• **Data under study**
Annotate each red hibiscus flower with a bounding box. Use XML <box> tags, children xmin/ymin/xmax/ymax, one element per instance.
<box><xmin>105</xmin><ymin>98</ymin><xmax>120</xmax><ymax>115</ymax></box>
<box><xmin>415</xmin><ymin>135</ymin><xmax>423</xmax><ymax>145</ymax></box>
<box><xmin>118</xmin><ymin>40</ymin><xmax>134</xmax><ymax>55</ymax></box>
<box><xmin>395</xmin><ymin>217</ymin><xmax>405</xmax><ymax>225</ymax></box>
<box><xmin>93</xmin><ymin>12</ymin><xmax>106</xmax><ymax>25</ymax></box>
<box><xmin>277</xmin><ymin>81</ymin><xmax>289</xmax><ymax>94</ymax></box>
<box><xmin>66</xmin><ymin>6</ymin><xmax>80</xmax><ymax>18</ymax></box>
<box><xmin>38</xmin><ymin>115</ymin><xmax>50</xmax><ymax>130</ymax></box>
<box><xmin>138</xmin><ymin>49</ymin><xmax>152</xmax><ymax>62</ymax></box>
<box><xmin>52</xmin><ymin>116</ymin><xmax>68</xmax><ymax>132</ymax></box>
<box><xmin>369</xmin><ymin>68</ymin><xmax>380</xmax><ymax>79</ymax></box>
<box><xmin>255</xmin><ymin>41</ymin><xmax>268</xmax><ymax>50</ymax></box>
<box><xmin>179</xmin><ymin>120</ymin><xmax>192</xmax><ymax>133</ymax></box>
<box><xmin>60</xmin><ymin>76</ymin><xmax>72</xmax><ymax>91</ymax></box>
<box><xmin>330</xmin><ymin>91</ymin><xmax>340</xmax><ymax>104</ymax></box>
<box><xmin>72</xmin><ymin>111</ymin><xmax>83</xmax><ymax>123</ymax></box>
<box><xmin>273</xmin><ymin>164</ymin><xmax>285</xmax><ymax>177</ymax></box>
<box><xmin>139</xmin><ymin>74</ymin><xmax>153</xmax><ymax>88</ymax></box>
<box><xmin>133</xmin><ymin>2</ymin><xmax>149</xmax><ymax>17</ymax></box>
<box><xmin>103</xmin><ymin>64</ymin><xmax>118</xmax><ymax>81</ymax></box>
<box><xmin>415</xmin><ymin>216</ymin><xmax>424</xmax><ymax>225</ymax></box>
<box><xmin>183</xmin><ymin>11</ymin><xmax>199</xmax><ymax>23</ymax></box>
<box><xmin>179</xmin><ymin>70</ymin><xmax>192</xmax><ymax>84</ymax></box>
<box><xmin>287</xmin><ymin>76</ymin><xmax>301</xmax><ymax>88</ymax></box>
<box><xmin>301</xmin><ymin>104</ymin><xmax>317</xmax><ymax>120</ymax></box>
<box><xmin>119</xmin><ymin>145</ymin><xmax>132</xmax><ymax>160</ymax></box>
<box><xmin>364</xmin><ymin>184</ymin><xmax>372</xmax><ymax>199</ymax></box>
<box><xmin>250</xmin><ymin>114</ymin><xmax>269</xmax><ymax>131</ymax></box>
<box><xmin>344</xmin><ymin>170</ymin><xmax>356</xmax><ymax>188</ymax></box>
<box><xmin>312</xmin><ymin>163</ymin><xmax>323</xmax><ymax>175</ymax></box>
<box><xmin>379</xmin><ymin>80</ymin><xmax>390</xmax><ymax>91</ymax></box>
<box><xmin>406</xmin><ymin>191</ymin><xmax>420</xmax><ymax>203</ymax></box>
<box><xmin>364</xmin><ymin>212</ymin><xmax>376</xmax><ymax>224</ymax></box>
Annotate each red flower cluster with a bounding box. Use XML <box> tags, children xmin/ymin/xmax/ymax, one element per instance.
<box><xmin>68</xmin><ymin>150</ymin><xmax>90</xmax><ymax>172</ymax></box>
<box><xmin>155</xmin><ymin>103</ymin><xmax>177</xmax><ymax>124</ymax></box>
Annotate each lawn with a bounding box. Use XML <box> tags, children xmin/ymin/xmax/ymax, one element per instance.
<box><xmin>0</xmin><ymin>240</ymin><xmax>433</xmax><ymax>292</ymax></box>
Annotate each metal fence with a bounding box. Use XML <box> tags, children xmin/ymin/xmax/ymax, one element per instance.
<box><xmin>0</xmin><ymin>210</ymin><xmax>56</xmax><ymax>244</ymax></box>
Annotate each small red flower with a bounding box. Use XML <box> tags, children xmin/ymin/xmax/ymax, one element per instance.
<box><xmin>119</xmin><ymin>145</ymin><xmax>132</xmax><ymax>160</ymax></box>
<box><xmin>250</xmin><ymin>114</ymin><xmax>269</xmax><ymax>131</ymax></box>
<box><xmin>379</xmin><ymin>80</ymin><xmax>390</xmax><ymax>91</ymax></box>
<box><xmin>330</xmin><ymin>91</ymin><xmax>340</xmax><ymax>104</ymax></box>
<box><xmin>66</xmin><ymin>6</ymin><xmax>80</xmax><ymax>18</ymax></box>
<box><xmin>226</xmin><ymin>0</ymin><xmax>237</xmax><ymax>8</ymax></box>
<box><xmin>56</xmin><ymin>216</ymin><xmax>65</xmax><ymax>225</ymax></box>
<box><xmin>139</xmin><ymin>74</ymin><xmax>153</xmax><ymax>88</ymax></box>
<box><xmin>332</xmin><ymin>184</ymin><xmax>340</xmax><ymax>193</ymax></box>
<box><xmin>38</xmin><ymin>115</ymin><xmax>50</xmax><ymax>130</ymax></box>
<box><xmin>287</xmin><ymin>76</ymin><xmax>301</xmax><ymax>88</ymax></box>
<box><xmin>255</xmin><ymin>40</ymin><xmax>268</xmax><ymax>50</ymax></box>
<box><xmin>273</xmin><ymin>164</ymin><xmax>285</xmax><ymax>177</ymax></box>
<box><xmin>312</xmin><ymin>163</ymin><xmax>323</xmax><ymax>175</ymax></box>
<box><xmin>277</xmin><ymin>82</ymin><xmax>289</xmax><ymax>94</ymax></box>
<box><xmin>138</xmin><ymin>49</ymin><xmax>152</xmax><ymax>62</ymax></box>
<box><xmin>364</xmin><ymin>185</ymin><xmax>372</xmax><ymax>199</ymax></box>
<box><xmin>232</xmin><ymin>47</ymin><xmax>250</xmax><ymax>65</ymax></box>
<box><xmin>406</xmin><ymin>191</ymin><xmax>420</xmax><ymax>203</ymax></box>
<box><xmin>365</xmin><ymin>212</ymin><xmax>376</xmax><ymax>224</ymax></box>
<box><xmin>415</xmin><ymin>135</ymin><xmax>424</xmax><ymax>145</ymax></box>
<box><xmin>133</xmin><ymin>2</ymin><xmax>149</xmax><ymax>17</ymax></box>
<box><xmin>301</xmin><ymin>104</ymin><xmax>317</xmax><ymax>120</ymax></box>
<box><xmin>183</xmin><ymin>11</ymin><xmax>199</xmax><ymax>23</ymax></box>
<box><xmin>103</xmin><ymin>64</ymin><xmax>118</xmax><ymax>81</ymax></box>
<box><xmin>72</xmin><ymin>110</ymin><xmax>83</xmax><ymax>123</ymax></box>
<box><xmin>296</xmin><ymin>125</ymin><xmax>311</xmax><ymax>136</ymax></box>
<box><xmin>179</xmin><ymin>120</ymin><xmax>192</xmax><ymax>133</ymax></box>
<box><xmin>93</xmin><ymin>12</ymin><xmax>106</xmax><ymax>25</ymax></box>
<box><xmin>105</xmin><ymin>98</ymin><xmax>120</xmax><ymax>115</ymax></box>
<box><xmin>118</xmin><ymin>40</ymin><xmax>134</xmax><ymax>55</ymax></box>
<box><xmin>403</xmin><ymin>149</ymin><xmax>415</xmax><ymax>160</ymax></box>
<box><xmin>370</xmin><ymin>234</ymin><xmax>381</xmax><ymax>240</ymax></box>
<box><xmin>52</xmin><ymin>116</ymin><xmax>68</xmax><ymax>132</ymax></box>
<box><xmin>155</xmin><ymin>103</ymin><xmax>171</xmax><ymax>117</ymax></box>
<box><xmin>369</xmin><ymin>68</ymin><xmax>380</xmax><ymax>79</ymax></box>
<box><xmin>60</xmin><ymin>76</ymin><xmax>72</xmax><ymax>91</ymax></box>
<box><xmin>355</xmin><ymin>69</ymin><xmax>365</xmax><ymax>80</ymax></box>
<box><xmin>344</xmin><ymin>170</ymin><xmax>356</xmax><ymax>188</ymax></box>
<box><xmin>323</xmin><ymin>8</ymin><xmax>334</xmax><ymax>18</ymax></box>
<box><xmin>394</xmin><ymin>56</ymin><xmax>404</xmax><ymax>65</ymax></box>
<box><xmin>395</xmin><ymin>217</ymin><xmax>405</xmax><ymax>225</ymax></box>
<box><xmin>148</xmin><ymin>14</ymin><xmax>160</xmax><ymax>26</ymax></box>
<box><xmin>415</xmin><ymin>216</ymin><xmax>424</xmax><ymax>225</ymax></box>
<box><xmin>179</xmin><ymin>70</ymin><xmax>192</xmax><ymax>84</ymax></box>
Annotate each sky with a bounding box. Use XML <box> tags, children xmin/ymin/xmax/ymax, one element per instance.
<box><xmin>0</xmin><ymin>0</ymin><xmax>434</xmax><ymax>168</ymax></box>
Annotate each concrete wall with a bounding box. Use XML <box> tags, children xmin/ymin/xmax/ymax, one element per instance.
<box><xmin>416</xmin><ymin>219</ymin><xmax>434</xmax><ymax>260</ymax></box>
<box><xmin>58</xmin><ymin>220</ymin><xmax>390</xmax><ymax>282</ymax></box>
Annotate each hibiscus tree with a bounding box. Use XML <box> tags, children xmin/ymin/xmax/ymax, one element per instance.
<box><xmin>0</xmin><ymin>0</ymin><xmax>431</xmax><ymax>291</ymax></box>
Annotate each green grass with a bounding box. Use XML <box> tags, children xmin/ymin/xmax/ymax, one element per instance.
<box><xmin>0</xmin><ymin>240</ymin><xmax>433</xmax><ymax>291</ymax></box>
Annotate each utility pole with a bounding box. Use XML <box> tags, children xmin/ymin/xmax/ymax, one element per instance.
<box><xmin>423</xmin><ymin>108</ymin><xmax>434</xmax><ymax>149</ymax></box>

• **Your goal**
Exactly the lines from the one holding "Annotate each green" through the end of the data are to be repeated, with both ends included.

• **Output of the task**
Annotate each green grass with a bounding box. Use XML <box> tags, children xmin/ymin/xmax/ymax, one element per instance.
<box><xmin>0</xmin><ymin>240</ymin><xmax>433</xmax><ymax>291</ymax></box>
Annotate each utility pole with a bounding box. Use XML <box> tags, children xmin/ymin/xmax/ymax, one element per instance.
<box><xmin>423</xmin><ymin>108</ymin><xmax>434</xmax><ymax>149</ymax></box>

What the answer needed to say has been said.